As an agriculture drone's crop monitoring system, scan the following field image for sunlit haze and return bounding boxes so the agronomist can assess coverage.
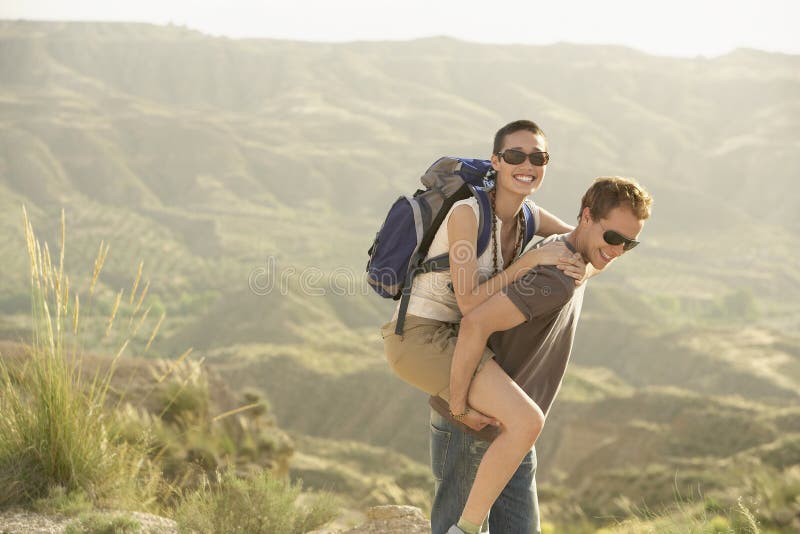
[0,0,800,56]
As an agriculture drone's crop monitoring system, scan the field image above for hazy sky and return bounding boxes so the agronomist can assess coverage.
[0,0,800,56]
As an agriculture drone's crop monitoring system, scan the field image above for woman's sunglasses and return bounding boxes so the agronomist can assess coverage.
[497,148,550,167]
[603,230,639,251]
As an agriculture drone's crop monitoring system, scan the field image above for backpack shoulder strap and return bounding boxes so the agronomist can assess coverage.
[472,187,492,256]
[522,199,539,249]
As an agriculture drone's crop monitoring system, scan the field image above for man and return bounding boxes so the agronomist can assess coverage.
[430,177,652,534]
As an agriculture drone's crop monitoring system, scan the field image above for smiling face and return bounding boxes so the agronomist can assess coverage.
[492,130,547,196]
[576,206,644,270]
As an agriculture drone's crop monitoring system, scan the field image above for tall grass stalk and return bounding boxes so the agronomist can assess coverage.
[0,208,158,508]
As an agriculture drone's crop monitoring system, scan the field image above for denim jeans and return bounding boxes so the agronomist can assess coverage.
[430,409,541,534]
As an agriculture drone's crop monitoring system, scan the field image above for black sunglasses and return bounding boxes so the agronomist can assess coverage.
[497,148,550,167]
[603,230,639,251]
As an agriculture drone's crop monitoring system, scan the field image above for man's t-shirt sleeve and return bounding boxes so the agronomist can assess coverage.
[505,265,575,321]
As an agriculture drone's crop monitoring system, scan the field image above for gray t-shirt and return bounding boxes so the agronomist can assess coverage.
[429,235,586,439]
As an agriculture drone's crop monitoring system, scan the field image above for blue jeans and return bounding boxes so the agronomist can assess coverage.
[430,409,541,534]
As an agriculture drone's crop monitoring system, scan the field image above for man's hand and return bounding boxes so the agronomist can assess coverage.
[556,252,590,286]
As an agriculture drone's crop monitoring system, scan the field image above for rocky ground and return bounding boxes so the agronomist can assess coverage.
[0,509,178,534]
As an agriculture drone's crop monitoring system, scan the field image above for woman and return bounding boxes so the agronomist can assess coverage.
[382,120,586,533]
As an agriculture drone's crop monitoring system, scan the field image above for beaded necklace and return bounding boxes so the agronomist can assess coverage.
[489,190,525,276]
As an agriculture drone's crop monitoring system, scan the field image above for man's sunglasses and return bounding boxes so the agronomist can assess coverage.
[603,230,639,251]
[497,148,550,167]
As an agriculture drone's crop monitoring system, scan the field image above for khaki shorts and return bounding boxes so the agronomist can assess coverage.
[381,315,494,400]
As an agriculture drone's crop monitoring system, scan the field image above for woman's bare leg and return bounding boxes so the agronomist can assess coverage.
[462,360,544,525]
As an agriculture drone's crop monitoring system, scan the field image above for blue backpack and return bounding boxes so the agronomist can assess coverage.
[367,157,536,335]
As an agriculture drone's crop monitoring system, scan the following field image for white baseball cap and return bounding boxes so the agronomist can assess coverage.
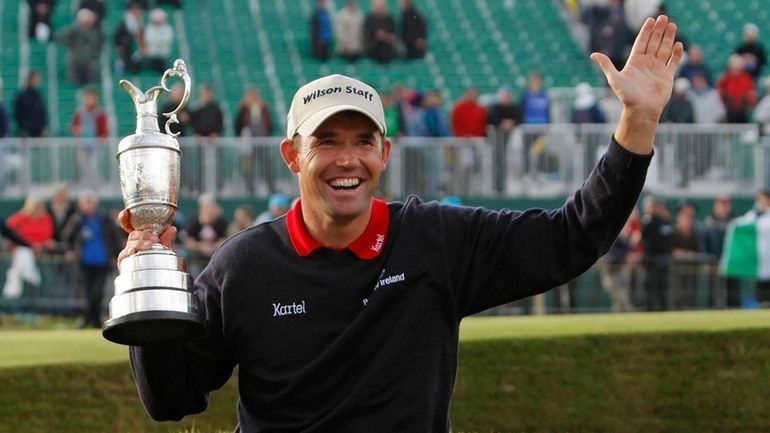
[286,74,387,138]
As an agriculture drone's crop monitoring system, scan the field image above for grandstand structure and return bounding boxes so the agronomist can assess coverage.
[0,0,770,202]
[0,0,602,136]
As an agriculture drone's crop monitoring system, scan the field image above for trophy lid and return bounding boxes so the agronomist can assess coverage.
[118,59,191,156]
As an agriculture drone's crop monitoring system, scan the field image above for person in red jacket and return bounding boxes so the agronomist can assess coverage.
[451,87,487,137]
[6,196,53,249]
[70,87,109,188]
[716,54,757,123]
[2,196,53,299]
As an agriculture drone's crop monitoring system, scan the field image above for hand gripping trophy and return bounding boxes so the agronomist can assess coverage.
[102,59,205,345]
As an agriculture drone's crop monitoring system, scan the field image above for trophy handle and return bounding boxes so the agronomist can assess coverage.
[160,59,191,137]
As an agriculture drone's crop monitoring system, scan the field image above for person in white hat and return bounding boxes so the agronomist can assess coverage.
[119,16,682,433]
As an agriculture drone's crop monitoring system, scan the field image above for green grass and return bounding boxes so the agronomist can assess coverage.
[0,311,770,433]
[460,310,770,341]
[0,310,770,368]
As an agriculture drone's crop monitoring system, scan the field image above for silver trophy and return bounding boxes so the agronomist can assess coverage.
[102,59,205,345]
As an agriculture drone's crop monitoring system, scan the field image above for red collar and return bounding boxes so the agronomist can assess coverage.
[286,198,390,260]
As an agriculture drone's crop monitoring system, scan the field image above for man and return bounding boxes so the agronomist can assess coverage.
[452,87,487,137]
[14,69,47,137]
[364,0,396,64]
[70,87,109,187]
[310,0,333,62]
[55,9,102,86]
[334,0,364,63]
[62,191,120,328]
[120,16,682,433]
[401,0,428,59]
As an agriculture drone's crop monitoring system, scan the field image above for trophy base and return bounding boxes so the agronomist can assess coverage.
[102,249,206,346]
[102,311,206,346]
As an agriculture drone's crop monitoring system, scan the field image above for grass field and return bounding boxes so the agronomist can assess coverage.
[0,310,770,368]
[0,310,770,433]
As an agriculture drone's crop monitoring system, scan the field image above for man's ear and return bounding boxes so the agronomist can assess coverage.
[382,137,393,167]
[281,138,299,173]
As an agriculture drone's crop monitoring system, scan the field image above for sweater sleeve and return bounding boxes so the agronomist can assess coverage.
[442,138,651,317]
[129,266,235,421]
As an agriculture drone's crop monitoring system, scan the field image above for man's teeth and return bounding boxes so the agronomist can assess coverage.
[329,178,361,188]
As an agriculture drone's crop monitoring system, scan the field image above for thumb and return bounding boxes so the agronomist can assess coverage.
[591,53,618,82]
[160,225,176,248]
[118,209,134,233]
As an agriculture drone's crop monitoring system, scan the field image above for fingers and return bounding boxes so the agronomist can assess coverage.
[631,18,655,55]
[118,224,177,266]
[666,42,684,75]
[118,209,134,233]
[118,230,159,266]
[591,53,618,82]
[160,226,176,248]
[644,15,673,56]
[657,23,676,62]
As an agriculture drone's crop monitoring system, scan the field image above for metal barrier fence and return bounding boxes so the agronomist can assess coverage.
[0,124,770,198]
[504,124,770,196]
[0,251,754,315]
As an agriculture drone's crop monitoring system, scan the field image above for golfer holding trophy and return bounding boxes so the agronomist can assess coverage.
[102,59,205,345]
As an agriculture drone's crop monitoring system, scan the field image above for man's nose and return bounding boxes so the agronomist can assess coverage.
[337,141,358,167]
★ ★ ★
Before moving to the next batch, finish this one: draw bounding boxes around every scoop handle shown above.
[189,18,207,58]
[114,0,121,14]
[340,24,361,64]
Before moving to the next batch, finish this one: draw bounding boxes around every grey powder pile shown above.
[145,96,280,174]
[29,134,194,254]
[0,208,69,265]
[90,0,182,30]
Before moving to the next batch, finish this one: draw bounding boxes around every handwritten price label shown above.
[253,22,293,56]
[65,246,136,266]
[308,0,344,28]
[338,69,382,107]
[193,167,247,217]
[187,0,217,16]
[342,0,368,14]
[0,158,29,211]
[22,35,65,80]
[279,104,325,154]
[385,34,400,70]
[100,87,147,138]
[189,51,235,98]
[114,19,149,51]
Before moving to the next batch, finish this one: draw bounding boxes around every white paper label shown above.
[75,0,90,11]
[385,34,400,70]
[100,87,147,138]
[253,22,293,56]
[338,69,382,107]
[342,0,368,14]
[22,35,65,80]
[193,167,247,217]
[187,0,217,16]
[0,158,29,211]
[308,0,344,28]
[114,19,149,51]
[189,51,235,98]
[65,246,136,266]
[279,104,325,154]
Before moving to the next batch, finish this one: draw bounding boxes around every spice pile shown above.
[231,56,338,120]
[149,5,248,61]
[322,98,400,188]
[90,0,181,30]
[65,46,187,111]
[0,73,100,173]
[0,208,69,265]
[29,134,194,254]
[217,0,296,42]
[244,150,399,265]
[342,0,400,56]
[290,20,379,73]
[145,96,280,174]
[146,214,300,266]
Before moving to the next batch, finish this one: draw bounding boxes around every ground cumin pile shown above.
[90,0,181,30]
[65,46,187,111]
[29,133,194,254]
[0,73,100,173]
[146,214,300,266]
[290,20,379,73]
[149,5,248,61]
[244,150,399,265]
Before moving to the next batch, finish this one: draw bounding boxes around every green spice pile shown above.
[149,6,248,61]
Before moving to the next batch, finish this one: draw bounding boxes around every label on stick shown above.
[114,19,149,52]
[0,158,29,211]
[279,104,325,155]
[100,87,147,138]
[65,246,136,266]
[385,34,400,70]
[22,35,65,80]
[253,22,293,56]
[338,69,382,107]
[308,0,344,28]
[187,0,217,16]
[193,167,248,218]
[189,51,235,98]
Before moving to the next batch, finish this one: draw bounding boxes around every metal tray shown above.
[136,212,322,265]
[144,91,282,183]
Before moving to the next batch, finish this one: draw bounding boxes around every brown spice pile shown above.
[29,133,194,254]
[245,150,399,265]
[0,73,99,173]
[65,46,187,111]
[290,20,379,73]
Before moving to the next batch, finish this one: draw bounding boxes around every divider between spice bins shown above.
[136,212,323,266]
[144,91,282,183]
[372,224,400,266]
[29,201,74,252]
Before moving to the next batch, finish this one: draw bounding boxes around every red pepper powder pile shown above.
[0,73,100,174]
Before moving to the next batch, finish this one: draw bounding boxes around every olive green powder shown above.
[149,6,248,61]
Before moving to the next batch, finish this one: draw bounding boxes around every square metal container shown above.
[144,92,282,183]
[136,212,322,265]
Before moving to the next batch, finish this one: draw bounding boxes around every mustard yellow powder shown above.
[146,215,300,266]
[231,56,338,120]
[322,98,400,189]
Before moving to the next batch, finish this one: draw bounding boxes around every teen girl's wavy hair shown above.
★ ★ ★
#### Aim of the task:
Tally the lines in the records that contain the string "sleeve". Reply with the count alone.

#### Result of this exercise:
2